▸ **Set task**: List every line in the records below that contains the word "equipment", matching case exactly.

▸ **Provided data**:
>> start
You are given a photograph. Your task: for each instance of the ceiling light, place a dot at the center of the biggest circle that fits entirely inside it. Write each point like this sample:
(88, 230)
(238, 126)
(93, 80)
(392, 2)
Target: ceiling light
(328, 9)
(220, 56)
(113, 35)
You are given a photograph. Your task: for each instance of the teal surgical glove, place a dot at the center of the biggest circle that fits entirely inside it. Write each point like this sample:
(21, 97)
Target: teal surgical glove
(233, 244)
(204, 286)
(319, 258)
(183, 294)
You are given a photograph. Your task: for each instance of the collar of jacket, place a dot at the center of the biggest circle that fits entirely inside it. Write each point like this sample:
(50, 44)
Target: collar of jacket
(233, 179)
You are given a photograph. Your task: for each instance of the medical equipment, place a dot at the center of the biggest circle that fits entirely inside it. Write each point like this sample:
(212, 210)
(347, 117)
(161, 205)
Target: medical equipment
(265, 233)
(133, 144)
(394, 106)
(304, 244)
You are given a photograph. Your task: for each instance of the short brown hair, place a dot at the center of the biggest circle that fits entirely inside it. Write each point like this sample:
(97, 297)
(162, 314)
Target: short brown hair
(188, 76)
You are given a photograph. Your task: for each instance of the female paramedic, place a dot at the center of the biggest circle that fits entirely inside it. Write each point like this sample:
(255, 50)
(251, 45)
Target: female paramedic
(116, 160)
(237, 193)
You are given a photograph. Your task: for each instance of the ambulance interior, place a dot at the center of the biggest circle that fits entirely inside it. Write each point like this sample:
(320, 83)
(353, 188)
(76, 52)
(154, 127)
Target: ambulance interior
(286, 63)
>> end
>> start
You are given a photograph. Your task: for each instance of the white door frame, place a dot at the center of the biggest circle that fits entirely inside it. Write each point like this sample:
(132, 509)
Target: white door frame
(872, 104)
>> end
>> start
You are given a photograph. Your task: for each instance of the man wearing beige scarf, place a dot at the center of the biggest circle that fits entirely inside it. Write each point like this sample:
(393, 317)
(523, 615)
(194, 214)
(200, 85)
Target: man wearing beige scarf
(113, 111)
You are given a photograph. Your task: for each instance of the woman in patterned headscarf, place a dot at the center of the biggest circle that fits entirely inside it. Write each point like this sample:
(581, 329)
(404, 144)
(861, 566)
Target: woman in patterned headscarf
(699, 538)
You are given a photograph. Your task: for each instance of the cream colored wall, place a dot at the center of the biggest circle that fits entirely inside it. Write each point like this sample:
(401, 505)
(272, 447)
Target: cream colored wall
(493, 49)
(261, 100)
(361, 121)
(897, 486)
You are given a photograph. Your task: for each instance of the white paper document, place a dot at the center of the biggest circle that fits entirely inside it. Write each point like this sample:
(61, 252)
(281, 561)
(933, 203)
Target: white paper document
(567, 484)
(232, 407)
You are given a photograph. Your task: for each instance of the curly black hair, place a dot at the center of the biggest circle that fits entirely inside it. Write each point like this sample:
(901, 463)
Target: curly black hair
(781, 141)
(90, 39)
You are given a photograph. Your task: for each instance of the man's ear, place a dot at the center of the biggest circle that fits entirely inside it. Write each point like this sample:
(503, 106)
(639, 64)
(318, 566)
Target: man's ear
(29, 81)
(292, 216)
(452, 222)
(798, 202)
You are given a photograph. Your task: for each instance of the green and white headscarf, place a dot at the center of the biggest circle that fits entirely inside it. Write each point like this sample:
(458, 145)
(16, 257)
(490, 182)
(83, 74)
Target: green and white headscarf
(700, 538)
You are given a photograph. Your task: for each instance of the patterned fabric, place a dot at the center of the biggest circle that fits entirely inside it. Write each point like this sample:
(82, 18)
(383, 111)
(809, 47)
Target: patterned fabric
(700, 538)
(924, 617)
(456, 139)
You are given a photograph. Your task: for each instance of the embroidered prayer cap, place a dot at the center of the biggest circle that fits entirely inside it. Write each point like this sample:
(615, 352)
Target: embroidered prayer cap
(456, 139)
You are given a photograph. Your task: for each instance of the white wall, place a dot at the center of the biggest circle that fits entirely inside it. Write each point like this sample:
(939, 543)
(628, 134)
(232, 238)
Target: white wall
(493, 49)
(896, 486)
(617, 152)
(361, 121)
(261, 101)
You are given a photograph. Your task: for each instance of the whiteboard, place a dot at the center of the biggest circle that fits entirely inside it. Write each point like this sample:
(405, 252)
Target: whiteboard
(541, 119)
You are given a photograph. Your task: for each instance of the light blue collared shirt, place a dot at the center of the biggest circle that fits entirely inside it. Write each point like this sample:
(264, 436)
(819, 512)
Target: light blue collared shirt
>> end
▸ **Answer**:
You are given a photograph. Your task: for each instance of the medical equipment, place a dot at the center of the biggest circle that fits entirely inside it. Write each point like this sample:
Target: medical equipment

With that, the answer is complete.